◆ **Source extract**:
Sayed Zulfikar Abbas Bukhari (born 3 December 1980), also known as Zulfi Bukhari, is a Pakistani multi-millionaire businessman, politician and film producer.

He served as a Special Assistant to Prime Minister Imran Khan in the capacity of a Minister of State in Cabinet until his resignation on 17 May 2021 over the allegations levelled at him in regards to the Rawalpindi Ring Road scandal.

Family 
Sayed Zulfikar Abbas Bukhari is a British-born Pakistani politician and entrepreneur; born on 3 December 1980. He is popularly known as Zulfi Bukhari. He was a member of Pakistan's Federal Cabinet as Special Assistant to Prime Minister Imran Khan on Overseas Pakistanis & Human Resource Development. He was also appointed Chairman of National Tourism Coordination Board, Pakistan. He belongs to Pakistan’s ruling party Pakistan Tehreek-e-Insaf (PTI). On 17 May 2021, he resigned from his post of Special Assistant to Prime Minister over the allegations of Rawalpindi Ring Road scandal.

His family roots lie in Attock, Punjab, and his father Wajid Hussain Bukhari served as environment minister in Pervez Musharraf’s cabinet while his uncle Ejaz Hussain Bukhari is an important PTI politician in Attock.

Business career 
Zulfi Bukhari is a business tycoon, owns a number of properties in UK and founder of many companies including UK based luxury real-estate business HPM Developments established in 2011. He is also the founder of Hooks Gym & Martin-Kemp Design, a leading London-based design studio, producing bespoke luxury solutions ranging from interiors, architectural design to yachts and private jets.

Among these companies is HPM Developments, which was dissolved under an Insolvency Proceeding in 2020 in London.

◆ **Set problem 1**:
According to the biography of Zulfi Bukhari, in what year was the real-estate business HPM Developments established?

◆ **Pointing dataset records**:
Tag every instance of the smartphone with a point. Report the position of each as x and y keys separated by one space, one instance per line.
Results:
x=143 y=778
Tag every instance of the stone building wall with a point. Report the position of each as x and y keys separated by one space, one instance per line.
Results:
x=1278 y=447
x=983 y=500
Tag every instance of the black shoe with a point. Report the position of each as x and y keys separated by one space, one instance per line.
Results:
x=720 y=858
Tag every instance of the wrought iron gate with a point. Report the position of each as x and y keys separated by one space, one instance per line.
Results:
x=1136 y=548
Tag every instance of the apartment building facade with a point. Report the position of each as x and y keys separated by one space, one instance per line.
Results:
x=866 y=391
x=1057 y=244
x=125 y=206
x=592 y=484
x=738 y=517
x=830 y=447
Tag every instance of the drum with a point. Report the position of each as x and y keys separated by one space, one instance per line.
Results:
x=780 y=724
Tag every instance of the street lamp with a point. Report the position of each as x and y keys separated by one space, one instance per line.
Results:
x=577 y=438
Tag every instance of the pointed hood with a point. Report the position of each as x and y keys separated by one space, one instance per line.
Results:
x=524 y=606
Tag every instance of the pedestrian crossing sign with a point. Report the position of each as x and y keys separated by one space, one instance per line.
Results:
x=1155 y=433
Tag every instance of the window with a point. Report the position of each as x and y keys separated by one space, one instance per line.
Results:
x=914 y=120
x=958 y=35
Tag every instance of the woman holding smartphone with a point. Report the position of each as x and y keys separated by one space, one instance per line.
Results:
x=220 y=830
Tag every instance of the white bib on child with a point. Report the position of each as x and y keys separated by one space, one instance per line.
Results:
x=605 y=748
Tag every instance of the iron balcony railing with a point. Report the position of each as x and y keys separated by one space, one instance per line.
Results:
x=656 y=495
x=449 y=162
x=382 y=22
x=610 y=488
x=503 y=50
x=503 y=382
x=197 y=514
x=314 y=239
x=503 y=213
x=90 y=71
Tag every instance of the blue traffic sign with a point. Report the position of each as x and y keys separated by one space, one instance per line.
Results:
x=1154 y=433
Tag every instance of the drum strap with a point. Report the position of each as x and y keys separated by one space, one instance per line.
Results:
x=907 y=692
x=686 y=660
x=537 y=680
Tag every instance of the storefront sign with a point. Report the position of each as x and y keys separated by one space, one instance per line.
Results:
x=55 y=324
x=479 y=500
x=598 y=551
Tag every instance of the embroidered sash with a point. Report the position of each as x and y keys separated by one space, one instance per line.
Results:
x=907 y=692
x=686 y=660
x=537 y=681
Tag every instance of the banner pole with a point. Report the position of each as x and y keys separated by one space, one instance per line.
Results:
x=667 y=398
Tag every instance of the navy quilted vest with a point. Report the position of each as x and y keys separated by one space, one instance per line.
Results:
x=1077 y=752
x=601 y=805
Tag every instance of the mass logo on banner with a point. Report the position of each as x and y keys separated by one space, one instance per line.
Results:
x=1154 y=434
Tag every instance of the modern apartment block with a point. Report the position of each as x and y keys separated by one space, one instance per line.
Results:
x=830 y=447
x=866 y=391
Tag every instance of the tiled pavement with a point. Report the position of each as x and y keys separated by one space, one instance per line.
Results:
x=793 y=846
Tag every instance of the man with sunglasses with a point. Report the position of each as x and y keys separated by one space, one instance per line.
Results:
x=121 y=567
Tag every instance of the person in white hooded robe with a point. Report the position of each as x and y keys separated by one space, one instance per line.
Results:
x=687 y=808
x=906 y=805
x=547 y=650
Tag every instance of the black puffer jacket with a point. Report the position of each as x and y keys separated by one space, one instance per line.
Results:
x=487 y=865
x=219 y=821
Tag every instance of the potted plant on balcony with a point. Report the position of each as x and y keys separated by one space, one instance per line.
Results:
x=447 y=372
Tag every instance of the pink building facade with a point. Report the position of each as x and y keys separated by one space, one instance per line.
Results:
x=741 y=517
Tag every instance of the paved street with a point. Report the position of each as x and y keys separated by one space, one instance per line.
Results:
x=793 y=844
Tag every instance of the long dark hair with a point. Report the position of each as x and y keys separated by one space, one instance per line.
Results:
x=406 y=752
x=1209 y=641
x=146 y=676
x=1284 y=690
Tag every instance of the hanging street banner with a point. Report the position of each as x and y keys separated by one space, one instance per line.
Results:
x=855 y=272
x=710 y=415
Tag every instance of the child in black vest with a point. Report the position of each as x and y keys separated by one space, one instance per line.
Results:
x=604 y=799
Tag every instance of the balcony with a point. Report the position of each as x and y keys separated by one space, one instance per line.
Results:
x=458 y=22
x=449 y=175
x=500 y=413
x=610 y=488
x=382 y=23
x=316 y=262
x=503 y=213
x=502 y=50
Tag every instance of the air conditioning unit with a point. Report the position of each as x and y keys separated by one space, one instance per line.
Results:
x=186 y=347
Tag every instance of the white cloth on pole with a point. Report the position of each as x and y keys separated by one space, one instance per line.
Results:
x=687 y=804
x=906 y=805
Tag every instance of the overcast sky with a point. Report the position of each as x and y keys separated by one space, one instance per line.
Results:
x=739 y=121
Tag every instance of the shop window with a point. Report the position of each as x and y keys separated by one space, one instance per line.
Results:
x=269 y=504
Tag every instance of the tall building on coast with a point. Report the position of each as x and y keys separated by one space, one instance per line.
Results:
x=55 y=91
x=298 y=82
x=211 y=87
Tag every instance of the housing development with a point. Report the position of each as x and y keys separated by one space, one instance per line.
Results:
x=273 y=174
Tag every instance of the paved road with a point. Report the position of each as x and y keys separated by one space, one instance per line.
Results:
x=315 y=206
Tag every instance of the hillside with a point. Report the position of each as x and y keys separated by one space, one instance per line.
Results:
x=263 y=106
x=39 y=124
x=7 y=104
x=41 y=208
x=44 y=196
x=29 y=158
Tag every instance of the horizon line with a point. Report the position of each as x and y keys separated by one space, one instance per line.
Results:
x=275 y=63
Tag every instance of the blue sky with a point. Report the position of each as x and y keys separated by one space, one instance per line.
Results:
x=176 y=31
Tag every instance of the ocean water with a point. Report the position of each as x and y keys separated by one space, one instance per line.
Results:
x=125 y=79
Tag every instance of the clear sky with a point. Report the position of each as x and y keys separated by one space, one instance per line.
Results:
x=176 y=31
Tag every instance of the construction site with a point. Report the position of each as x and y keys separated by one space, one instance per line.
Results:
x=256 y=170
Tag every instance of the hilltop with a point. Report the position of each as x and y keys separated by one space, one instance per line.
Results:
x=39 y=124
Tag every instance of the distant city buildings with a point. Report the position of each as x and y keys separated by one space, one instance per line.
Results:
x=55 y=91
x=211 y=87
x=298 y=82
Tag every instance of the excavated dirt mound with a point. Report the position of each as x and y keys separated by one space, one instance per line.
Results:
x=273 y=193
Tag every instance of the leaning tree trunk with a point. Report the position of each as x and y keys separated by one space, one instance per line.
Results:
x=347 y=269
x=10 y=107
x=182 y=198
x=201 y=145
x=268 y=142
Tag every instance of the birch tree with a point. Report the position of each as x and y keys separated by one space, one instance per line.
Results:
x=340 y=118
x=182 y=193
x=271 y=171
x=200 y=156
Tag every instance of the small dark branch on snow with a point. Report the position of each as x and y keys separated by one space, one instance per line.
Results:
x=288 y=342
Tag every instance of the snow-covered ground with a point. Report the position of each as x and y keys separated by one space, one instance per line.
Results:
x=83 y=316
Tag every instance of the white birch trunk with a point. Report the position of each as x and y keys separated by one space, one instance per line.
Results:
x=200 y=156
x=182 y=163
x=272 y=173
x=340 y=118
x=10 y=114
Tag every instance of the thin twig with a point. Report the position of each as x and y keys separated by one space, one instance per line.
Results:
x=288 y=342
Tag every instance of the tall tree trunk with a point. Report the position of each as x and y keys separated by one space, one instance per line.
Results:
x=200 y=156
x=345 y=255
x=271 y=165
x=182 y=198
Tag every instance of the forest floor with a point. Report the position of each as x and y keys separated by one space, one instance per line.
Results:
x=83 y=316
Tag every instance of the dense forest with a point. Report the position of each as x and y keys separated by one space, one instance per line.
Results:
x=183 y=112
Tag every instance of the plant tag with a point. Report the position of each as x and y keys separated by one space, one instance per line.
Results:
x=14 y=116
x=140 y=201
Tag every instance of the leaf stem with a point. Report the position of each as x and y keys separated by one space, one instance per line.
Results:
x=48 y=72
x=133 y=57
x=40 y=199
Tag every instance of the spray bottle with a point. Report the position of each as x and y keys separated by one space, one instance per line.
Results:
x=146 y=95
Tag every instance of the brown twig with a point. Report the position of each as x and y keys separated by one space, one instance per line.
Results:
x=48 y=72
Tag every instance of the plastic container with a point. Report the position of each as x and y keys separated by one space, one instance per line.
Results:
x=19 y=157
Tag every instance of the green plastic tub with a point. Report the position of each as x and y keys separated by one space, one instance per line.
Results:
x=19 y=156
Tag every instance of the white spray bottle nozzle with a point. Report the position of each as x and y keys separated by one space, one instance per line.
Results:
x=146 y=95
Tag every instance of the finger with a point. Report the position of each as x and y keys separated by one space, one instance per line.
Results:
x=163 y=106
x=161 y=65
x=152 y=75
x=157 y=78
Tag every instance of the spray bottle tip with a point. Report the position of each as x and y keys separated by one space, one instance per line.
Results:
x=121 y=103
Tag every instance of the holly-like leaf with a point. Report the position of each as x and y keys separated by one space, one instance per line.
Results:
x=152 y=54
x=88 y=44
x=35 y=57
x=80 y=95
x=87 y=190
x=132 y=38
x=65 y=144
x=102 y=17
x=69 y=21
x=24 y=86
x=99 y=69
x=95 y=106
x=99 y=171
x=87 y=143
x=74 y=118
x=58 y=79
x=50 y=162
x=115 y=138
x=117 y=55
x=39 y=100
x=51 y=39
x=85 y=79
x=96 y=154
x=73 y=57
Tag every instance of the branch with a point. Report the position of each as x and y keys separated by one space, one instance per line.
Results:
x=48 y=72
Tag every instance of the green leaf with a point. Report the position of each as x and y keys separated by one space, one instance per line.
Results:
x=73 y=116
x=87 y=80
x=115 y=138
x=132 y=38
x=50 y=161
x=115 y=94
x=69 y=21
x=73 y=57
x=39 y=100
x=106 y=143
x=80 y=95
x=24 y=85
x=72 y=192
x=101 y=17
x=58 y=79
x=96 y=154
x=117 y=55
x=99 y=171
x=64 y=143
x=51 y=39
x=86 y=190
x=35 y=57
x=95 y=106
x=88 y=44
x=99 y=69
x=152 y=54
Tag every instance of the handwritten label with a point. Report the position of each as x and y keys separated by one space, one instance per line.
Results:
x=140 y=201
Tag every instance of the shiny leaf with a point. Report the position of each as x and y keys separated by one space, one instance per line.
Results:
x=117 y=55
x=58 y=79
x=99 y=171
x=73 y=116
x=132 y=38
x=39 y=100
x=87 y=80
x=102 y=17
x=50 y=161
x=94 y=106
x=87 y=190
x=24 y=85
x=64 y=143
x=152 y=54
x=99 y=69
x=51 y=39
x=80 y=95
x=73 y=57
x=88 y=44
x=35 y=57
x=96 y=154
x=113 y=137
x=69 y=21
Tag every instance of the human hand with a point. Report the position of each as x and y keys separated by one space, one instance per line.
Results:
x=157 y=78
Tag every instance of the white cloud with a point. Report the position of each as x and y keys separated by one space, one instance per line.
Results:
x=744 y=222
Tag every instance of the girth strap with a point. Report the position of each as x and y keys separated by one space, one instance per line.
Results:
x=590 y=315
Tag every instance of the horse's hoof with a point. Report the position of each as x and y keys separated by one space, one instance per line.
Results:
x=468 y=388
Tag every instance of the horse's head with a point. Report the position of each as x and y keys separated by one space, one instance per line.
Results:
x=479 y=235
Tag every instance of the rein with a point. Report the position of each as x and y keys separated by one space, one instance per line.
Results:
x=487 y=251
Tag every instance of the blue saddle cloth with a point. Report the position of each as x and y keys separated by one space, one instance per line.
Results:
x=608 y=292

◆ **Set problem 2**:
Resize the coordinates in the answers of the records by multiplying every x and y value by 1.15 and rounding to whole numbers, with halves rounded up. Rewrite only the lines of the records starting at the line that contains "Tag every instance of the housing" and ending at the line that contains "x=315 y=206", and include the requests unchanged.

◆ **Expected output 1**:
2011

◆ **Expected output 2**:
Tag every instance of the housing development with a point. Report the position of each as x and y keys separated by one space, one instance per line.
Results:
x=314 y=200
Tag every instance of the paved road with a point. Report the position of each as x and y keys separated by one space, one instance per line.
Results:
x=362 y=237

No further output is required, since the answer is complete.